Assigned task 1. In the Chile passage, what share of the convention's members must approve the rules of the new Constitution?
Assigned task 2. Decide whether each statement below agrees with the Chile passage: (a) Moody's judges the potential for fundamental institutional changes from the new Constitution to be high. (b) The Chilean government has worked on the effects of Covid-19 since March 2020. (c) The emergency economic plan provided liquidity mainly for large corporations.
Assigned task 3. Continue the Chile passage from the point where it stops.

Also, it is established that all the rules of the new Constitution must be approved by 2/3 of the members of the convention.

It’s worth mentioning that in its 200-years of history as an independent nation, Chile has had several constitutions, all of which have preserved the same core aspects. So, we envision that the new Constitution will most probably follow the same tradition.

In line with this, Moody’s, has said that the potential for major and fundamental institutional changes due to the new Constitution is low to moderate due to broad public support to preserve key elements of Chile’s economic model, such as free markets, property rights, and the independence of the Central Bank.

The second challenge Chile is currently facing is how to recover from the deep economic and social consequences that the Covid-19 pandemic has generated.

As everywhere in the world, Covid-19 and its economic consequences have been a priority to the Chilean government, which has continuously worked since March 2020 to reduce the effect of the world and local economic upheaval on Chilean citizens, their families and in companies.

The government’s emergency economic plan has focused on the protection of employment and incomes to families as well as liquidity for SMEs, among many other measures.

Also the government has announced a broad plan to reactivate the economy, which includes a robust plan of public investment in physical, social and digital infrastructure, prioritizing cities and housing, highways and roads, ports and airports, potable water, irrigation and reservoirs, hospitals and outpatient clinics, educational establishments, public transportation, parks, sports and cultural centers, digital networks and resources for regions and municipalities.

Stored data entries.
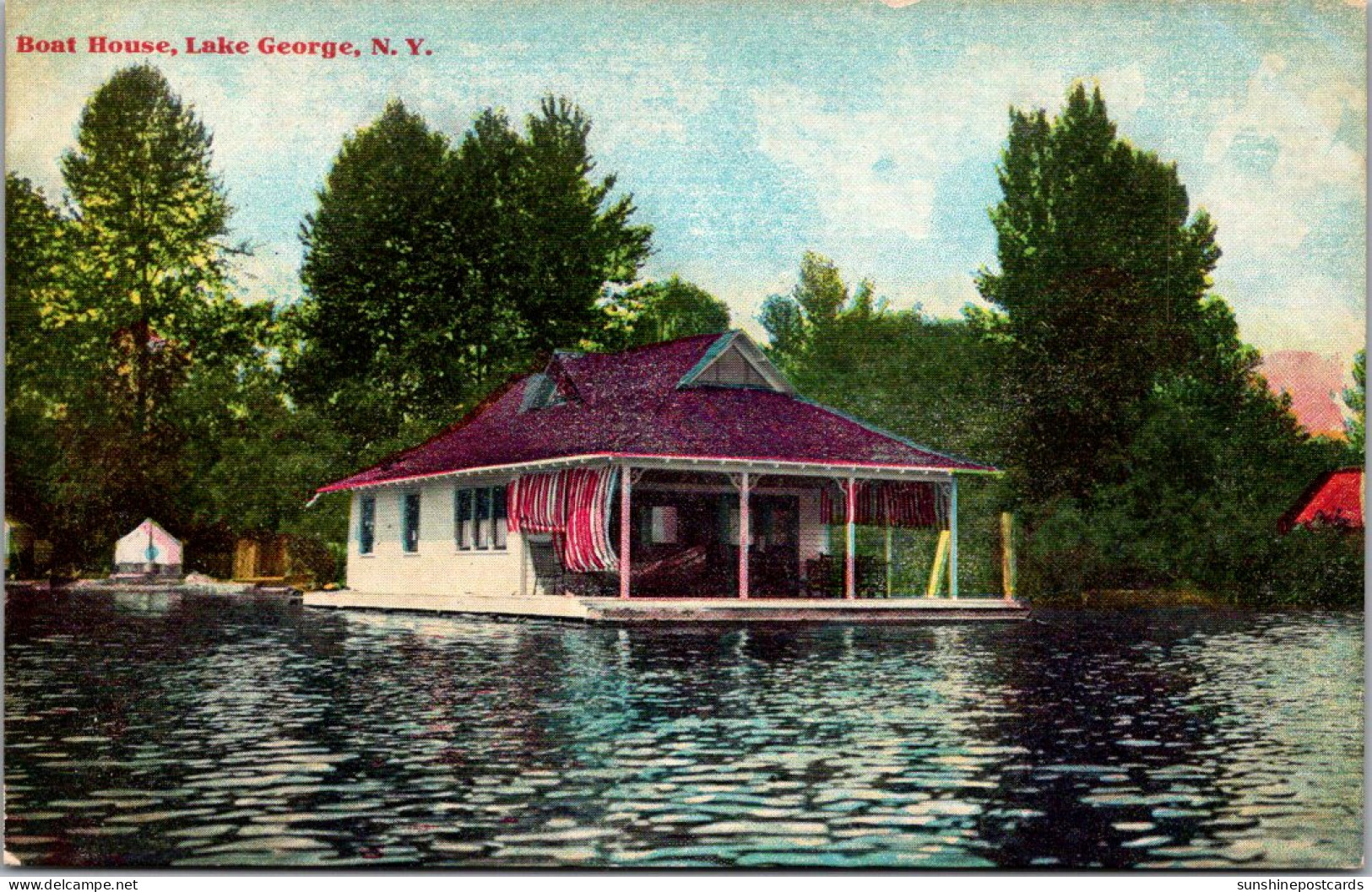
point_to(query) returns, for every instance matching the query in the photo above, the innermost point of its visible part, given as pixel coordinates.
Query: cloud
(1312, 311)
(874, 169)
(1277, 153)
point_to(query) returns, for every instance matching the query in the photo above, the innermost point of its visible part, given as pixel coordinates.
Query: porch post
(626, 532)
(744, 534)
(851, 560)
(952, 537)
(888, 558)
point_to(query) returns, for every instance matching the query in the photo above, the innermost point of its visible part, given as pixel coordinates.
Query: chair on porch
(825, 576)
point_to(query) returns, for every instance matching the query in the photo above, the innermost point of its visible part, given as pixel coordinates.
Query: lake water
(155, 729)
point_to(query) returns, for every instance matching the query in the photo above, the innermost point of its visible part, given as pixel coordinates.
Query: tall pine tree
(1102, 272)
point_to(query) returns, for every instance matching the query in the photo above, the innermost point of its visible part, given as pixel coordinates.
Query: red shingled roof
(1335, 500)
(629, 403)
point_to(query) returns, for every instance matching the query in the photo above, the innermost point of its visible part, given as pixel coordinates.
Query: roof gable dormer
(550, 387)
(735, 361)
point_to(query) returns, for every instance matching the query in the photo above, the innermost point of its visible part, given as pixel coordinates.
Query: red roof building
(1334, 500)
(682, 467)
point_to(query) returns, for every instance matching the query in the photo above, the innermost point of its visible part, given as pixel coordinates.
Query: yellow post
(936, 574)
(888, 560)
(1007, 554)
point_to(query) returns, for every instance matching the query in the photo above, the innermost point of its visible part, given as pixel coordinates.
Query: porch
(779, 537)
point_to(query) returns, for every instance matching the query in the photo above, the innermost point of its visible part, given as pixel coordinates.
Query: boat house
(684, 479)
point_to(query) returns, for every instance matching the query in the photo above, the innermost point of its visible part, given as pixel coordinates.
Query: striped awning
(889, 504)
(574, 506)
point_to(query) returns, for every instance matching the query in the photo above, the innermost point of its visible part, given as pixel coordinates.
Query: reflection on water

Reply 1. Two-thirds (2/3) of the members of the convention must approve them.

Reply 2.
(a) No: "the potential for major and fundamental institutional changes due to the new Constitution is low to moderate."
(b) Yes: "which has continuously worked since March 2020 to reduce the effect of the world and local economic upheaval."
(c) No: "as well as liquidity for SMEs."

Reply 3.
It is estimated that public investment for the period 2020-2022 will total US$34 billion, US$4.5 billion of which is additional investment. This could generate 250,000 new jobs, with public works being developed in every region of Chile in a decentralized manner.

The third challenge Chile faces is to continue to attract new foreign investment.

Despite the world and local economic crisis in the first eight months of this year, Chile received US$10,161 million in foreign direct investment (FDI), according to preliminary figures published by the Central Bank of Chile. This represented an increase of 11% on the same period in 2019 when the inflow reached US$9,120 million. It was also 31% up on the average for the past five years and 12% up on the average for the period since comparable records began (2003-2020). Foreign investment in Chile continues to grow despite the blow that Covid-19 has meant for the local economy. This is good news because, as well as confirming investors’ confidence in our country, it contributes to the economy’s reactivation and the creation of new jobs that will help many Chilean families to overcome the crisis.

The Covid-19 crisis and the depreciation of the Chilean peso have also created opportunities in different industries. Several international players have acquired Chilean companies this year. In the last months, Carey has acted as advisor in 16 M&A operations for USD 980,5 million, leading TTR’s ranking among Chilean law firms. We expect that distressed M&A, insolvency and bankruptcy proceedings should open new  opportunities for foreign investors during the next months, especially considering that Chile’s stability and free-market economy, despite the uncertainties presented by the constituent process, are attractive to investors that look for opportunities in emerging markets.

With a note of optimism, we invite all actors of society to turn the current global and local crisis, into new opportunities for future endeavours and projects in Chile.